> _TEXT PASSAGE_
--- START ---

Head Games (Opinion): A comment on the NFL’s concussion protocols

By: Marin Dremock

On Sunday, Sept. 25, Miami Dolphins quarterback Tua Tagovailoa took a hard hit by Buffalo Bills linebacker Matt Milano. According to the NFL, the Dolphins announced it as a head injury, and Tagovaiola left the game. He was observed stumbling and struggling to regain his balance as he got up. Tagovaiola later returned to the game.

On Thursday, Sept. 29, just four days later, Tagovailoa left the game against the Cincinnati Bengals with apparent head and neck injuries after a sack by Josh Tupou. The quarterback lay on the turf “with his arms outstretched, contorting his fingers, somewhat like a boxer or fighter after a knockout in what is referred to as a fencing response,” according to the NFL. Tagovailoa was stretchered off the field and admitted to a Cincinnati hospital.

On Sunday, Oct. 8, the NFL and its players’ union agreed to change the league’s concussion protocol “because Tagovailoa’s return to the field was not what was intended by the rules covering the evaluation of brain injuries,” according to the New York Times. The new protocol prohibits players from returning to the game if they exhibit impaired balance and coordination caused by nerve or brain damage.

Allegedly, concussion protocol was followed, and Tagovailoa was cleared to play in both the rest of the Sunday game and all of the Thursday night game.

As you’re reading this timeline of events within the past month in the NFL, you should notice some red flags. It’s shocking that league and team physicians let a player who clearly displayed, what the president of the NFL Players’ Association JC Tretter called, a “no-go” symptom back onto the field.

--- END ---

> _TO DO_
a: In the opinion piece on the NFL's concussion protocols, which player sacked Tagovailoa in the Sept. 29 game against the Cincinnati Bengals?
b: Continue the opinion piece on the NFL's concussion protocols, picking up after its final sentence about the "no-go" symptom.

> _PROVIDED INFORMATION_
--- START ---

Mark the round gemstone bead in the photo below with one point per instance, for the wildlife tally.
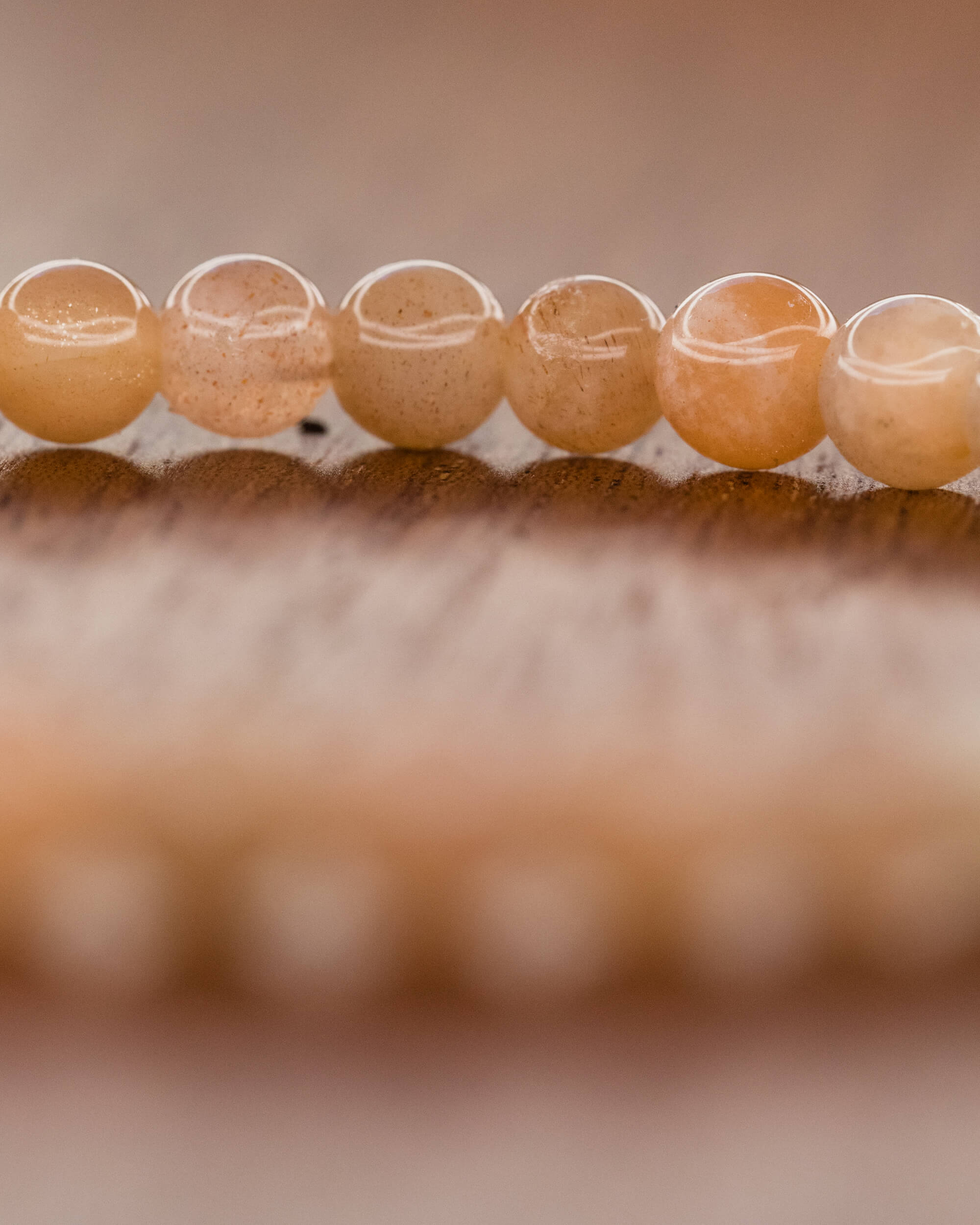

--- END ---
--- START ---

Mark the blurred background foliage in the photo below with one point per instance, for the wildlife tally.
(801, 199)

--- END ---

> _RESPONSE LIST_
a: Josh Tupou

b:
Even if Tagovailoa had cleared concussion protocol, second-impact syndrome, which is, according to Sports MD, another more severe brain injury that is at risk when athletes return too early to play, is still very possible.

And even if Tagovailoa’s apparent stumbling was attributed to another injury, like the back aggravation that the team physicians claimed it was, an impact event that could very well cause a brain injury still occurred. Plus, he left the game with an announced head injury!

With the baseline concussion protocol that is conducted on NFL sidelines, likely bred for efficiency with special interest in returning the star player to the game, I have little reason to think that the physician team conducted as thorough an evaluation as they could have.

Tua Tagovailoa shouldn’t have had to suffer this nearly career-ending injury at the hands of careless protocol. Thankfully, future situations like this in the NFL are likely to be avoided due to the new protocol.